| Challenges |
(1) In the Databricks connection guide, rewrite the paragraph that begins "SQL warehouses are dedicated" more briefly, keeping its main facts.
(2) Revise the Databricks connection guide from "See the Azure" to "on AWS documentation.", changing "personal access token" to "access token".

| Supplied passage |
════════

Databricks¶
Connecting to Databricks is currently certified through Azure and AWS.
Public preview
Support for Databricks is on by default.
Feature flag(s):
- Enable Databricks Driver: Allows you to connect to and add snapshotted data from Databricks.
- Enable Databricks Wrangling: Allows you to perform data wrangling on Databricks datasets in Workbench.
- Enable Databricks In-Source Materialization in Workbench: Allows you to materialize wrangled datasets in Databricks as well as the Data Registry.
- Enable Dynamic Datasets in Workbench: Allows you to add dynamic Databricks data to a Use Case—enabling the ability to view live samples, perform data wrangling, and initiate in-source materialization.
Supported authentication¶
- Personal access token
Prerequisites¶
The following is required before connecting to Databricks in DataRobot:
- A Databricks workspace in the Azure Portal app
- Data stored in an Azure Databricks database
- A Databricks workspace in AWS
- Data stored in an AWS Databricks database
Generate a personal access token¶
In the Azure Portal app, generate a personal access token for your Databricks workspace. This token will be used to authenticate your connection to Databricks in DataRobot.
See the Azure Databricks documentation.
In AWS, generate a personal access token for your Databricks workspace. This token will be used to authenticate your connection to Databricks in DataRobot.
See the Databricks on AWS documentation.
Set up a connection in DataRobot¶
To connect to Databricks in DataRobot (note that this example uses Azure):
- Open Workbench and select a Use Case.
- Follow the instructions for connecting to a data source.
-
With the information retrieved in the previous section, fill in the required configuration parameters.
-
Under Authentication, click New credentials. Then, enter your access token and a unique display name. If you've previously added credentials for this data source, you can select it from your saved credentials.
-
Click Save.
Required parameters¶
The table below lists the minimum required fields to establish a connection with Databricks:
Required field | Description | Documentation |
---|---|---|
Server Hostname | The address of the server to connect to. | Azure Databricks documentation |
HTTP Path | The compute resources URL. | Azure Databricks documentation |
Required field | Description | Documentation |
---|---|---|
Server Hostname | The address of the server to connect to. | Databricks on AWS documentation |
HTTP Path | The compute resources URL. | Databricks on AWS documentation |
SQL warehouses are dedicated to execute SQL, and as a result, have less overhead than clusters and often provide better performance. It is recommended to use a SQL warehouse if possible.
Note
If the catalog
parameter is specified in a connection configuration, Workbench will only show a list of schemas in that catalog. If this parameter is not specified, Workbench lists all catalogs you have access to.
Troubleshooting¶
Problem | Solution | Instructions |
---|---|---|
When attempting to execute an operation in DataRobot, the firewall requests that you clear the IP address each time. | Add all allowed IPs for DataRobot. | See Allowed source IP addresses. If you've already added the allowed IPs, check the existing IPs for completeness. |

════════

| Records shown |

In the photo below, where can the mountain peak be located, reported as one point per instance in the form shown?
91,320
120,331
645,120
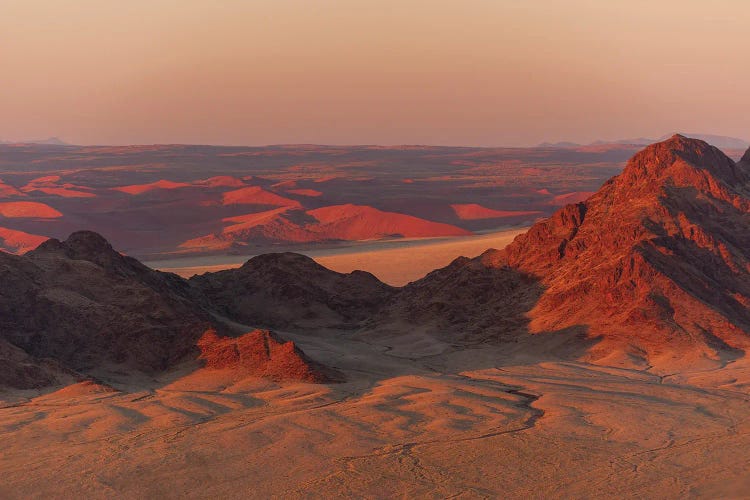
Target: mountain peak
80,245
682,161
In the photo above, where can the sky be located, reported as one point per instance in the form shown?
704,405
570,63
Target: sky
440,72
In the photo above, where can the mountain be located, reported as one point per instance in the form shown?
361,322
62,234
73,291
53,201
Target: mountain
288,290
720,141
50,141
654,268
79,307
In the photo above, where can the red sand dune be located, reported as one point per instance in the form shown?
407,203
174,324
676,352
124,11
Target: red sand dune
255,195
19,242
473,211
285,185
568,198
305,192
357,222
339,222
51,185
6,190
63,192
28,209
136,189
220,181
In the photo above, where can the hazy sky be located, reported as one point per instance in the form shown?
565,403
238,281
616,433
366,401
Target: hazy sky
459,72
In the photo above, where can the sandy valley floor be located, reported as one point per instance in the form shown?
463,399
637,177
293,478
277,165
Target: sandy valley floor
449,421
396,263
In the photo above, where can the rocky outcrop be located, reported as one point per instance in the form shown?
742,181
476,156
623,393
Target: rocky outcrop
259,353
288,290
77,305
655,265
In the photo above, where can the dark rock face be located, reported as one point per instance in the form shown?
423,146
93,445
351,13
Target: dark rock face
288,290
73,306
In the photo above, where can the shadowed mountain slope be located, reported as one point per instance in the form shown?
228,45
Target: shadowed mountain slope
89,309
286,290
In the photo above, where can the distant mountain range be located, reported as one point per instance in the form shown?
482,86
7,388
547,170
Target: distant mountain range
50,141
720,141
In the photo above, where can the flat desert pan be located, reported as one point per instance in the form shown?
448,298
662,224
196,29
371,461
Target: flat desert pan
402,427
396,263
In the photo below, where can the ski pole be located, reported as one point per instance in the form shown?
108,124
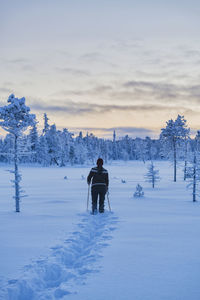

════════

| Outputs by task |
(1) SQL warehouses run only SQL, so they have less overhead than clusters and often perform better. Use a SQL warehouse when possible.

(2)
See the Azure Databricks documentation.
In AWS, generate a access token for your Databricks workspace. This token will be used to authenticate your connection to Databricks in DataRobot.
See the Databricks on AWS documentation.